Grilled portobello mushrooms
Portobello mushrooms are a cultivated mushroom, really a big version of the standard button mushroom. As such, most are likely grown in Pennsylvania, and while Penn State is part of the Big 10 (I always say my eat local boundary is the Big 10 Conference), Pennsylvania seems a bit far for me. There is a source for local cultivated mushrooms, River Valley Kitchens. They show at several farmer's markets including Green City, Daley Plaza and Lincoln Square. If you ever visit the giant Dane County Farmer's Market in Madison, WI, you will find other local mushroom growers.
Chilled roasted red bell pepper soup with summer vegetables
Bell peppers are one of the easiest local things to find. Many produce markets and supermarkets will be carrying local bell peppers now. It's some of the other summer vegetables in the recipe that may not be as easy. Take celery. If you ever make soup or stew, you probably need celery. Yet, local celery is not particularly easy to find. I've never seen it outside a farmer's market, not at Whole Foods, Caputo's, anywhere like that. At the farmer's market, you will also not find it at every stand. Nicholl's Farm, at 20 area markets, however, is a source. I recommend buying much celery now, cutting it and freezing it, for later use in soups/braises.
Caramelized cavolo nero with slow-poached chicken breast
There is one grower that routinely sells cavolo nero or Tuscan black cabbage, Kinnikinnick Farm, at Green City Market. I'm sure you can make something just as good with the many types of greens from Green Acre Farms, Henry's Farm or Genesis Growers. You will have to shop farmer's market again, for this one.

Tuesday, August 21, 2007

Wettsteins Pork Shoulder Confit, Huckleberry” blue", Local Cranberry Beans, House Made, Michigan Blueberry Parfait, August Hill Winery

New View Menu Posted

(Link)

Want more?
local plum crisp, fresh raspberries, wild watercress, roasted and pickled peaches, preserved meyer lemons*, kinnikinnick farm heirloom tomatoes, marinated and wood-grilled, lovage, hand cut
I don't know about you, but those are the kinda words that I look for on a menu.

BTW, I'm a menu old on my links, before this, a menu was posted on August 3, 2007, so if you are collecting, you missed one.

****************************************

● **Exercise goal**: In the local-ingredients post, why does the writer suggest buying a lot of celery now, then cutting and freezing it?

****************************************

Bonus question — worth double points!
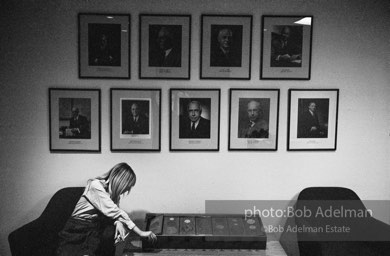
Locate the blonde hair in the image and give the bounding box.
[96,163,137,204]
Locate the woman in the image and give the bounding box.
[57,163,157,256]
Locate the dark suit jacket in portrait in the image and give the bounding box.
[238,119,269,138]
[179,117,210,139]
[122,115,149,134]
[69,115,91,138]
[297,110,324,138]
[149,47,181,67]
[210,47,241,67]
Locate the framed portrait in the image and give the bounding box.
[139,14,191,79]
[78,13,130,79]
[170,89,220,151]
[110,88,161,151]
[229,89,279,151]
[49,88,101,152]
[260,16,313,80]
[287,89,339,150]
[200,15,252,80]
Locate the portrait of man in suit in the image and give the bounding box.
[149,25,182,67]
[59,98,91,139]
[179,98,211,139]
[88,23,121,66]
[297,99,329,138]
[271,25,303,67]
[210,25,243,67]
[122,100,150,134]
[238,98,270,138]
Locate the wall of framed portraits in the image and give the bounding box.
[0,0,390,255]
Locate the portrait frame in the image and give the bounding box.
[169,88,221,151]
[49,88,101,152]
[139,14,191,80]
[78,13,131,79]
[110,88,161,151]
[260,15,313,80]
[200,14,253,80]
[287,89,339,151]
[228,88,280,151]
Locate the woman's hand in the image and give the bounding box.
[115,221,128,243]
[140,231,157,243]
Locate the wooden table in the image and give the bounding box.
[115,239,287,256]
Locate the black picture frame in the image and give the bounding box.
[139,14,191,80]
[200,14,253,80]
[78,13,131,79]
[228,88,280,151]
[110,88,161,151]
[49,88,101,152]
[169,88,221,151]
[287,89,339,151]
[260,15,313,80]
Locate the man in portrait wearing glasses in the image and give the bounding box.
[238,100,269,138]
[179,100,210,139]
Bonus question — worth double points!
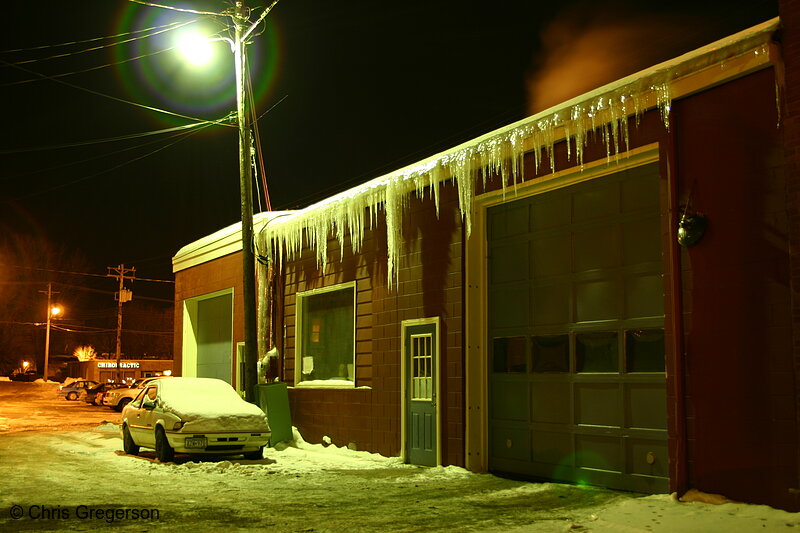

****************************************

● **Solved exercise**: Local celery is hard to find. The writer has never seen it outside a farmer's market, and even there not every stand has it. Freezing cut celery keeps it on hand for later soups and braises.